Directive: Extract every line of the listing below that contains the string "blue", matching case exactly.

Material for this task:
•••••

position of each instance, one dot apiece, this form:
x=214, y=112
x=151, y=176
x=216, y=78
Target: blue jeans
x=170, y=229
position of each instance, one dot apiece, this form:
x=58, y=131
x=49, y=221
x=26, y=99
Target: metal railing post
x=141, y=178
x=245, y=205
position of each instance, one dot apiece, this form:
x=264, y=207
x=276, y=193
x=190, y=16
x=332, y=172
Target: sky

•••••

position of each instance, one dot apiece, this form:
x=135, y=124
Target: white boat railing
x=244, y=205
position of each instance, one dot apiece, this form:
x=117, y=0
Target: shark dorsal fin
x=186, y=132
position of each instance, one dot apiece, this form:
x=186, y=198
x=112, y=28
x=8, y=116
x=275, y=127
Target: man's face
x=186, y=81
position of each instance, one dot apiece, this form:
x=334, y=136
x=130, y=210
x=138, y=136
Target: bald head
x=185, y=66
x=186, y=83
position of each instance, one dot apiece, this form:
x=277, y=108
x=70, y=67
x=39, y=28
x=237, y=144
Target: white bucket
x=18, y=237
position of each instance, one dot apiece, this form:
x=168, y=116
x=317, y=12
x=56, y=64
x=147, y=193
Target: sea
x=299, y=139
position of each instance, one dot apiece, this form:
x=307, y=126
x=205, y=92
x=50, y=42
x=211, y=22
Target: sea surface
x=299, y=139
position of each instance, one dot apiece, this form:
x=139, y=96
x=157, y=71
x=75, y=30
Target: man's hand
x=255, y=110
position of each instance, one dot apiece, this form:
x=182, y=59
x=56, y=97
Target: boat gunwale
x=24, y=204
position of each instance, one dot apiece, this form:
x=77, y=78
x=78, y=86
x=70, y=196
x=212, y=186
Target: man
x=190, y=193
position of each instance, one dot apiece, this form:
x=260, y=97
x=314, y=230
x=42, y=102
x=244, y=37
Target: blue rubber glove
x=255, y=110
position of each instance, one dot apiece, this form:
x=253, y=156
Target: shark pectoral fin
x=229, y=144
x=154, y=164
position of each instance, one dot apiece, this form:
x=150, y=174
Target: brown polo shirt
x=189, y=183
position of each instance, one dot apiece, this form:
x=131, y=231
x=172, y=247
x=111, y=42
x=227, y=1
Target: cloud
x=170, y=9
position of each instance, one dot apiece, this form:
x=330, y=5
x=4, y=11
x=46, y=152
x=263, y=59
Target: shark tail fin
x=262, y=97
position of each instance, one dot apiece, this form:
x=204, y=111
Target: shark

•••••

Task answer:
Target: blue jeans
Target: blue rubber glove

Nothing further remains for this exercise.